> Exercise description
Please reproduce the passage of the polymer solar cell text starting at "The past few" and ending at "to electron-donor units.".

___ Source document ___

To achieve higher power conversion efficiencies, a good balance of the bandgap and energy levels of both donor and acceptor materials to enhance the Voc and the Jsc are required. The Voc is typically defined by the difference between the HOMO energy level of the electron donor (polymer or small molecules) and the LUMO energy level of the electron acceptor (most often [60]PCBM). To achieve high PCEs using the BHJ configuration, the ideal electron donor should have a bandgap ranging between 1.2 and 1.9 eV, a HOMO energy level ranging between −5.2 and −5.8 eV and a LUMO energy level ranging between −3.7 and 4.0 eV. These properties will promote efficient charge separation and maximize the open circuit potential (Voc).
The past few years have witnessed the development of several new classes of conjugated polymers that have been used as electron donors in BHJ solar cells [4-6]. Lately, power conversion efficiencies up to 8.1% have been reported confirming that organic photovoltaic technology can become a cost effective and competitive technology.
Donor-Acceptor (D-A) structures have been widely used to reduce the bandgap of polymers. 2,1,3-Benzothiadiazole (BT) or 4,7-dithien-2-yl-2,1,3-benzothiadiazole (DTBT) have been synthesized and copolymerized with electron-donor co-monomers such as fluorene, dibenzosilole, carbazole, dithienole, and cyclopenta[2,1-b:3,4-b]dithiophene leading to PCEs of up to 6%. However, only a few good electron-acceptor structures have been reported in the literature when compared to electron-donor units.
Tour et al reported an imido-containing polythiophene with reduced optical bandgap [7, 8]. Pomerantz et al performed ab initio calculations on thieno[3,4-c]pyrrole-4,6-dione (TPD) which revealed that polythiophenes with carbonyl groups in both the 3- and 4-positions are planar. Planarity is the result of coulombic attraction between the carbonyl oxygens and the sulfur atom in the adjacent ring [9, 10]. Bjornholm et al. reported a detailed synthesis of homopolymers based on thieno[3,4-e]pyrrole-4,6-dione [11]. The use of conjugated thiophene-comprising polymers as organic electrodes has been described in International publication WO 2008/144756 [12].

___ Given data ___

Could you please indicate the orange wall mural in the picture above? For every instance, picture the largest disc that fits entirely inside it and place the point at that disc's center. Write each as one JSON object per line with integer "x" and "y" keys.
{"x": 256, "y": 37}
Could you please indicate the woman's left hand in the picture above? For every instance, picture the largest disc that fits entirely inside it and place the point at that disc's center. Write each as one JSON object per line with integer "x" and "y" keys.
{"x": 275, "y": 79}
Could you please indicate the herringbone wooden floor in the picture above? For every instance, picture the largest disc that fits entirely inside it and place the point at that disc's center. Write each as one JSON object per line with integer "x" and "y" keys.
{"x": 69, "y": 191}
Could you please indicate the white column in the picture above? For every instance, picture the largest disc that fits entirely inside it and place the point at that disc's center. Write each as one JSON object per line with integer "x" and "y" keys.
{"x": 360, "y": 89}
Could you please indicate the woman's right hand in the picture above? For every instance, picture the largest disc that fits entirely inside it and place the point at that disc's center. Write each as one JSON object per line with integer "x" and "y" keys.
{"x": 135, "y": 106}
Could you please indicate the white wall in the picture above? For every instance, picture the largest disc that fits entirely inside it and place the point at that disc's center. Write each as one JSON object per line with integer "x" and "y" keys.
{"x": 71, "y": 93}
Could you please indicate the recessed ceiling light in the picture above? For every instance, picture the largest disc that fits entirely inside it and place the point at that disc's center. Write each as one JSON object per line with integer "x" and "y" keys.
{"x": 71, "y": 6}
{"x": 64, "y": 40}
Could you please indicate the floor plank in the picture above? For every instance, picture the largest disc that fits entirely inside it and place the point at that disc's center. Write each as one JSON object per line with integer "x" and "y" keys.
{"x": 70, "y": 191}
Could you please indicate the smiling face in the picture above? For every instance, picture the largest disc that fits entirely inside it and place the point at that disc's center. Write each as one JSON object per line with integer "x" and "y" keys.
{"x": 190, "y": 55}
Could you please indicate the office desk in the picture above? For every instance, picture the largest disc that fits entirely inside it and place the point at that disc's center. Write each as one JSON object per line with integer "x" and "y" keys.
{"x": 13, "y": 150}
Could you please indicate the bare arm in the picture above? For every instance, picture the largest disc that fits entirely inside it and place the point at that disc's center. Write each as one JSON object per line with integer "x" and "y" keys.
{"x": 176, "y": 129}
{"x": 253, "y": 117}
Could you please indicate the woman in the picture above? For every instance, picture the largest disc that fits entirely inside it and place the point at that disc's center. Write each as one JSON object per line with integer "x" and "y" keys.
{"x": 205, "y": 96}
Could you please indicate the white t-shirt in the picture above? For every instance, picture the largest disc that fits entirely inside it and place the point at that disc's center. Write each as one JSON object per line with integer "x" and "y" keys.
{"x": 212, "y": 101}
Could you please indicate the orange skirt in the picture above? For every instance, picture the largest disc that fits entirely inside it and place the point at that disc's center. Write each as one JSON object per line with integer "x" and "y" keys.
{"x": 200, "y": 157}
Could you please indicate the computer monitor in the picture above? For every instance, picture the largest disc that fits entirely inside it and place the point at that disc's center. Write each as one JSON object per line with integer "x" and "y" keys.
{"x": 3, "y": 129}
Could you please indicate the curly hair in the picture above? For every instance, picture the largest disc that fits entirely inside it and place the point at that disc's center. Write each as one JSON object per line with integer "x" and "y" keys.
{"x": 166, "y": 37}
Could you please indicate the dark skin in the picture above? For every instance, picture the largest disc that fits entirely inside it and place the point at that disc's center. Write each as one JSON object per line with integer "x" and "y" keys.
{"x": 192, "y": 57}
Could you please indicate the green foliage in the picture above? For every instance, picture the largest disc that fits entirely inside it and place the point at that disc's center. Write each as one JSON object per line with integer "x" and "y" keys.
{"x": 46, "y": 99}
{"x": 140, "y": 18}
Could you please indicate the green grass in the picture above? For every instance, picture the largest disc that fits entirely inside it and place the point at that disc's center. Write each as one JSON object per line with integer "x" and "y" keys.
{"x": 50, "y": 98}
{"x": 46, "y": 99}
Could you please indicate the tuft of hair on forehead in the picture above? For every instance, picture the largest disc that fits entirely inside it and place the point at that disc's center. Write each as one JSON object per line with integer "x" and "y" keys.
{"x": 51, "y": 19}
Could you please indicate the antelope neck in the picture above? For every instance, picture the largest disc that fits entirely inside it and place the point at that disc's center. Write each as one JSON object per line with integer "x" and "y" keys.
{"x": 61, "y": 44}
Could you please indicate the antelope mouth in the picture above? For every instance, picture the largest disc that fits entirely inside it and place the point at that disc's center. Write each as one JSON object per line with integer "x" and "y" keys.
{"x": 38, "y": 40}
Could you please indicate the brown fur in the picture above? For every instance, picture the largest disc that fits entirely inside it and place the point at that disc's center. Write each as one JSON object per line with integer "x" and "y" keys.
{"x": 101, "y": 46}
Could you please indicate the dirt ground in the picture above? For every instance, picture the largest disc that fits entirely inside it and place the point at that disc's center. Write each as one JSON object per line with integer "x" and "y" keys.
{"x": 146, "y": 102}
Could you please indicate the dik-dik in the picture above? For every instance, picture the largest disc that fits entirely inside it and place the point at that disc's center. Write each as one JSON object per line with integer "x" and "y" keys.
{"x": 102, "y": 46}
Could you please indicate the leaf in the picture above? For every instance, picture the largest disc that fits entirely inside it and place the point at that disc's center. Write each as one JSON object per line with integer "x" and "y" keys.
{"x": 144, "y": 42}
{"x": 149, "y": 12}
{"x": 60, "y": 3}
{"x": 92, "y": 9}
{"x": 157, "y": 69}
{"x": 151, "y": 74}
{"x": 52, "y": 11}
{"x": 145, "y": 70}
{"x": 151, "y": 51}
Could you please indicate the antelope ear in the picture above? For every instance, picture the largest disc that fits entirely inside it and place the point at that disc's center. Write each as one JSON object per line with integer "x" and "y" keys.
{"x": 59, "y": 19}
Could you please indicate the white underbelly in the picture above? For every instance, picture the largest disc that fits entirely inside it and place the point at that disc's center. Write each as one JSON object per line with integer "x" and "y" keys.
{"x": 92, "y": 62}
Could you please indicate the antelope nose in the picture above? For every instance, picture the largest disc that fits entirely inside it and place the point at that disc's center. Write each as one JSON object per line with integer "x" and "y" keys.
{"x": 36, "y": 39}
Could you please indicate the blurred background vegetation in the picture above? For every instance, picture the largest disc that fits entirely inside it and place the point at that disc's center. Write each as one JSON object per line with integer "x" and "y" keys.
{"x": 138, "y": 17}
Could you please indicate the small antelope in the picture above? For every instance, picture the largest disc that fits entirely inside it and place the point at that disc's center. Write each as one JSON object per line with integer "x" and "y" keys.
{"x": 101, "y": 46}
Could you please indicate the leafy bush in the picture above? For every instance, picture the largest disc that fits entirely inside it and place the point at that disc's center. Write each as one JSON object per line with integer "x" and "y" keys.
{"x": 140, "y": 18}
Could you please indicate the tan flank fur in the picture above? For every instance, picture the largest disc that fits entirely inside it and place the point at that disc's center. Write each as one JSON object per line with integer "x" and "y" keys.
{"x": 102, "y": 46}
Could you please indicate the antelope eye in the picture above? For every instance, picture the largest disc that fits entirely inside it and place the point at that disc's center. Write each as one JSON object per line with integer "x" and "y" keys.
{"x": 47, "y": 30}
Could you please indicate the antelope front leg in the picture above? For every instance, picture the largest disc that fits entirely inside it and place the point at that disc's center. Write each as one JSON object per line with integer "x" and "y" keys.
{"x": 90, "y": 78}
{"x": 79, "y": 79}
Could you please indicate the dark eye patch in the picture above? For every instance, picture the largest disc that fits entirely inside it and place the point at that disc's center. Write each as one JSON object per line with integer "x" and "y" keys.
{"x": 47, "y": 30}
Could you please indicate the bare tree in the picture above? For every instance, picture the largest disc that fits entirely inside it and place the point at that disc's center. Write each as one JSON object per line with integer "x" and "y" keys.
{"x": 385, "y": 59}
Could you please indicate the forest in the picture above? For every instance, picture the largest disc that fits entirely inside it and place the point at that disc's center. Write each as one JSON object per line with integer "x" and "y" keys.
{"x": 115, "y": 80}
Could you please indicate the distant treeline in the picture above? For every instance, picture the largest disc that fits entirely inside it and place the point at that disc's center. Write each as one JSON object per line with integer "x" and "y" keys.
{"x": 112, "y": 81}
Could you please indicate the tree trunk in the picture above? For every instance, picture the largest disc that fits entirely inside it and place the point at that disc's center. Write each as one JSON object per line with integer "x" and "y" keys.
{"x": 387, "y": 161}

___
___ Given data ___

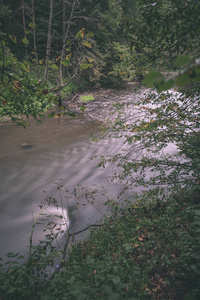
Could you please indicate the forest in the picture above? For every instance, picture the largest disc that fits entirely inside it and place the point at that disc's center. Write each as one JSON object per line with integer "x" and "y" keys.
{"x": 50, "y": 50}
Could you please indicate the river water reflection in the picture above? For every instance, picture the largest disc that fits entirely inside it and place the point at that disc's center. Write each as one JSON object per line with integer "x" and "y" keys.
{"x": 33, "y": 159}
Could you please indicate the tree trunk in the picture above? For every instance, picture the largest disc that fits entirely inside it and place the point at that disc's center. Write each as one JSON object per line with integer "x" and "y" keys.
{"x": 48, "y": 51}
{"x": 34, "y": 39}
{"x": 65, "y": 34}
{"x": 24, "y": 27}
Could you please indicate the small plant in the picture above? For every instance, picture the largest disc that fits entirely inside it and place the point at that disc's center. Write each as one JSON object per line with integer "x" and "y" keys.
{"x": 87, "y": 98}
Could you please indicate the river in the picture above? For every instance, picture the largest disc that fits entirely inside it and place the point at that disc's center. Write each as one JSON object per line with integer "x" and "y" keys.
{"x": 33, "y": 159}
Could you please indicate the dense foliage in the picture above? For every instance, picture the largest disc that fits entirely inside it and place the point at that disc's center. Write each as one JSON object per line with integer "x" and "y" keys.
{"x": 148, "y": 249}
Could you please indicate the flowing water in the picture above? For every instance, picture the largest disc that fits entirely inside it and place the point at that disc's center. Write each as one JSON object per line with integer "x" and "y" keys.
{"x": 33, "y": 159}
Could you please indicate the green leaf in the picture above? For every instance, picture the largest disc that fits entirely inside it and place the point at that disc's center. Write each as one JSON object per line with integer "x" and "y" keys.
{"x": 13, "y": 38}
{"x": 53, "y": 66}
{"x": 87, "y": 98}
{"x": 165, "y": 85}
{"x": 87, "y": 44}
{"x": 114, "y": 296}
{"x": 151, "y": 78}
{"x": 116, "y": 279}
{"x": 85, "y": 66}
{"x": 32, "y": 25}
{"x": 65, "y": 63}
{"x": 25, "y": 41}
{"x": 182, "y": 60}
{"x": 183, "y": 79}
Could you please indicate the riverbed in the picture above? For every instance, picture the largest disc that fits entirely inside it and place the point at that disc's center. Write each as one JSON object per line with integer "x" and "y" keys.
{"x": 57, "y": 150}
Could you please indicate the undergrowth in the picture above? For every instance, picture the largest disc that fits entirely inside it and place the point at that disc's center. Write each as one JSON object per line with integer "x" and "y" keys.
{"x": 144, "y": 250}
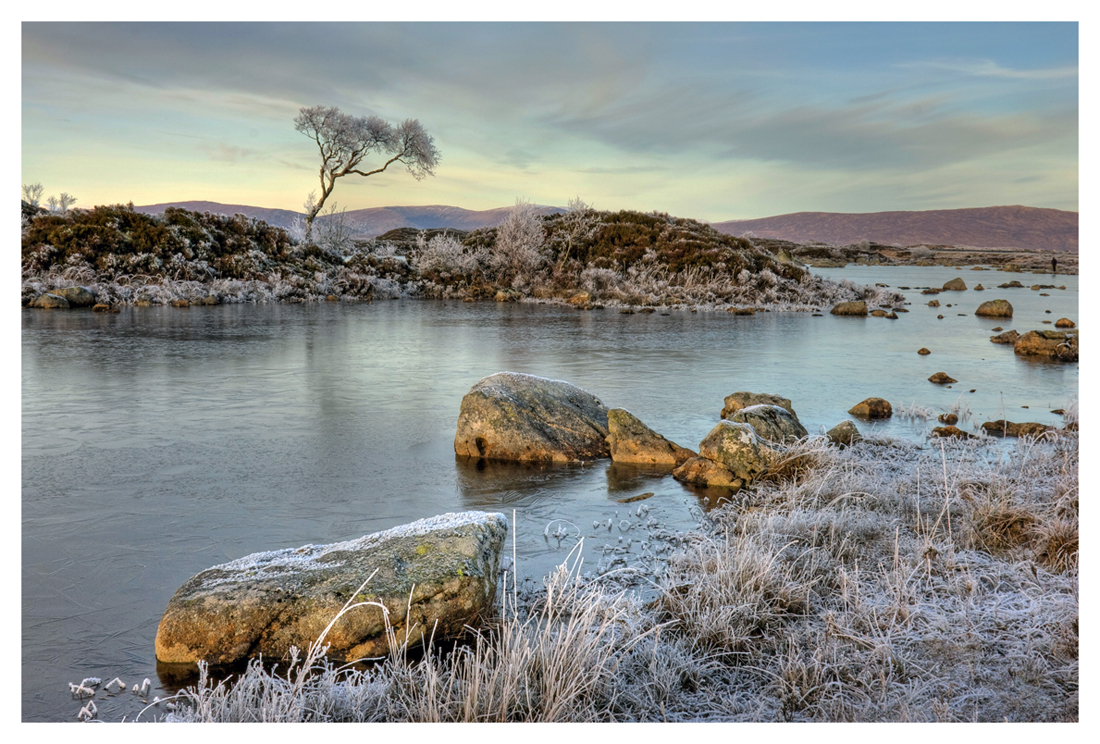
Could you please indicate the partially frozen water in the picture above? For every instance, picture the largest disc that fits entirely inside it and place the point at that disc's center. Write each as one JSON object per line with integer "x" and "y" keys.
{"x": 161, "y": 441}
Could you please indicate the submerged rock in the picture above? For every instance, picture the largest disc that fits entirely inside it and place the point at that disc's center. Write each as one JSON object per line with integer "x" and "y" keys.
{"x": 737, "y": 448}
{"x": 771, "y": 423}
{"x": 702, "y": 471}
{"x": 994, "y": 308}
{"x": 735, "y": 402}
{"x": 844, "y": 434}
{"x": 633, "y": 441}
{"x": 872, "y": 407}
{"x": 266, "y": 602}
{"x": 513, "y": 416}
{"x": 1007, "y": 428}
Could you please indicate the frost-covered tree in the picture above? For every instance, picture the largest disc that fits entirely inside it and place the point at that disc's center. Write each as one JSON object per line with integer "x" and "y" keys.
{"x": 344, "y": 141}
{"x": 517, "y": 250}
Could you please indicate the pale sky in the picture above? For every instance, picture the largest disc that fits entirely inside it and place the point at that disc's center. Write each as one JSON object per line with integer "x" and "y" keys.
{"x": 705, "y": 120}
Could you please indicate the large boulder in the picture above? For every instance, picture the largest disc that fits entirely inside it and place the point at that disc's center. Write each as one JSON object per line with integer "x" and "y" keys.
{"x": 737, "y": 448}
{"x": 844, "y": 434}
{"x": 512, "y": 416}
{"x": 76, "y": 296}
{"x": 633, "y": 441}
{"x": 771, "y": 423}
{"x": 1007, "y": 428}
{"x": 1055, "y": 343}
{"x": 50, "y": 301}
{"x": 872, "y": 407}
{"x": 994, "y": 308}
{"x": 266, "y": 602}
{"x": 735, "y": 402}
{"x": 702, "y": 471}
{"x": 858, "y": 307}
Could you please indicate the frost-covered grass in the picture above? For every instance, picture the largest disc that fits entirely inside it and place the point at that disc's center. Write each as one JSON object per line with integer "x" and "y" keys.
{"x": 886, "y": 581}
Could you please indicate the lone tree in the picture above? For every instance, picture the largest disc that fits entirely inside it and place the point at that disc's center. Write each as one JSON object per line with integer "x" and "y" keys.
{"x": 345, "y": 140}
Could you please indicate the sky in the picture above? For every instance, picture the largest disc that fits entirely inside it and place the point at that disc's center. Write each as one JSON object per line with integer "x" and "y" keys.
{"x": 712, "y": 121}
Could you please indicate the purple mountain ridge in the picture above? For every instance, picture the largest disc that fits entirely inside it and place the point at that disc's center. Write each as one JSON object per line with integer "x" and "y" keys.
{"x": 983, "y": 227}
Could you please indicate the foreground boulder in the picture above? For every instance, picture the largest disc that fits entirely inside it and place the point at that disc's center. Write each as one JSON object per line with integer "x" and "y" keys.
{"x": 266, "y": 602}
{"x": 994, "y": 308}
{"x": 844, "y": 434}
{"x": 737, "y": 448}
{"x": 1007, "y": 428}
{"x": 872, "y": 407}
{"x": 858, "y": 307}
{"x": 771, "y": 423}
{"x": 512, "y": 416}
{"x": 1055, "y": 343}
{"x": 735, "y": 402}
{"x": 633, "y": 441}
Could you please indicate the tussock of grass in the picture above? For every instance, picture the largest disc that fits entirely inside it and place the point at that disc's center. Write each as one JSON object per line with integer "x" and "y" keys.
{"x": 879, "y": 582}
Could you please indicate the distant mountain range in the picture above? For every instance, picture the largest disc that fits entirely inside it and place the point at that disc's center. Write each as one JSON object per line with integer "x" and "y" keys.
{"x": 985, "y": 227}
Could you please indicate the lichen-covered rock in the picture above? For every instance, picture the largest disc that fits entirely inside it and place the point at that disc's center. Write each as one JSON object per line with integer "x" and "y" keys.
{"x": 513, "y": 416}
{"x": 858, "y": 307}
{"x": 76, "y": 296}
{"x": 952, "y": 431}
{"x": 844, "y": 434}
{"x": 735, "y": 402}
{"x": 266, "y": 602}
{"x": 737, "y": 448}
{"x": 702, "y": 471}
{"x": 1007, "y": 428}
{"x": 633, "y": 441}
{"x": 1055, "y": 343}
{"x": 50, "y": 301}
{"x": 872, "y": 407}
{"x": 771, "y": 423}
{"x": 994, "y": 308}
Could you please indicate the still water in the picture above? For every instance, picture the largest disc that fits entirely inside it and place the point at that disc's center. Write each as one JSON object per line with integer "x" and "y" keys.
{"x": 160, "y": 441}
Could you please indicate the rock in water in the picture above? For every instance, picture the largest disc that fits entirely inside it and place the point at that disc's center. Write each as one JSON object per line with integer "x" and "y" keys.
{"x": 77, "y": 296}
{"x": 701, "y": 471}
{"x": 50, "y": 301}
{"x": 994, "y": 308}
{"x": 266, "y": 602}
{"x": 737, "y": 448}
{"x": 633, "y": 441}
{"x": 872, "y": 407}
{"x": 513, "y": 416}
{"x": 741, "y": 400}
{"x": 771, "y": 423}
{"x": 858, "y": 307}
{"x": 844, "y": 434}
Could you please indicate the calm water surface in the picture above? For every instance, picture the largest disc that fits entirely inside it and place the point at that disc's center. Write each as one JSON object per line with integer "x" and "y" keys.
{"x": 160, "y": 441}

___

> Your solution
The past few years have witnessed the development of several new classes of conjugated polymers that have been used as electron donors in BHJ solar cells [4-6]. Lately, power conversion efficiencies up to 8.1% have been reported confirming that organic photovoltaic technology can become a cost effective and competitive technology.
Donor-Acceptor (D-A) structures have been widely used to reduce the bandgap of polymers. 2,1,3-Benzothiadiazole (BT) or 4,7-dithien-2-yl-2,1,3-benzothiadiazole (DTBT) have been synthesized and copolymerized with electron-donor co-monomers such as fluorene, dibenzosilole, carbazole, dithienole, and cyclopenta[2,1-b:3,4-b]dithiophene leading to PCEs of up to 6%. However, only a few good electron-acceptor structures have been reported in the literature when compared to electron-donor units.